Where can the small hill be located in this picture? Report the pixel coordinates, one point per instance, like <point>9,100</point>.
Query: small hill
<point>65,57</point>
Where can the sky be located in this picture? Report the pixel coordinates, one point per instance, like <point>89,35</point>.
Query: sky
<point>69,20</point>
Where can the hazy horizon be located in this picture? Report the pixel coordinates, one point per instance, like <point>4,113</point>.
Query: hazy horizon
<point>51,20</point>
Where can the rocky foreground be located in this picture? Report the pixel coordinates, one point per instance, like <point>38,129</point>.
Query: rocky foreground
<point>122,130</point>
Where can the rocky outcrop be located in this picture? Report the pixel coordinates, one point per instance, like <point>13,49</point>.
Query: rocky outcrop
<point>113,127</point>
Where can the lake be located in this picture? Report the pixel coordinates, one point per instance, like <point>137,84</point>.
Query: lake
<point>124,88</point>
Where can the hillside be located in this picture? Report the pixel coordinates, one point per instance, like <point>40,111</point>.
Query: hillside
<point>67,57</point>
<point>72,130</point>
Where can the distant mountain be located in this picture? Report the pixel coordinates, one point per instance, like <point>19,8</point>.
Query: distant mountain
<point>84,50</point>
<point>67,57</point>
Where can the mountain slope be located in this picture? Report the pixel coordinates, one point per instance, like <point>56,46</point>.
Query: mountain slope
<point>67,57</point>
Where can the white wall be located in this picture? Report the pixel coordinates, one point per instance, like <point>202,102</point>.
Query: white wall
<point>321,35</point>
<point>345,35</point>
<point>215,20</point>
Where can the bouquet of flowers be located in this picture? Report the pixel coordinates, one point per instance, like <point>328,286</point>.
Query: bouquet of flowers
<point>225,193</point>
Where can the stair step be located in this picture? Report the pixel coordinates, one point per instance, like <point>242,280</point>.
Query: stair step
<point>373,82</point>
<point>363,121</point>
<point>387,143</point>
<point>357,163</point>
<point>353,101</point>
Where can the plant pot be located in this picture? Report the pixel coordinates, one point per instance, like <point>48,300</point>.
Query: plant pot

++++++++++

• Task details
Go through the material and copy each line that contains "plant".

• Solution for this problem
Where can the plant pot be located in this picture? Report the pixel coordinates, one point per instance, like <point>48,300</point>.
Query: plant pot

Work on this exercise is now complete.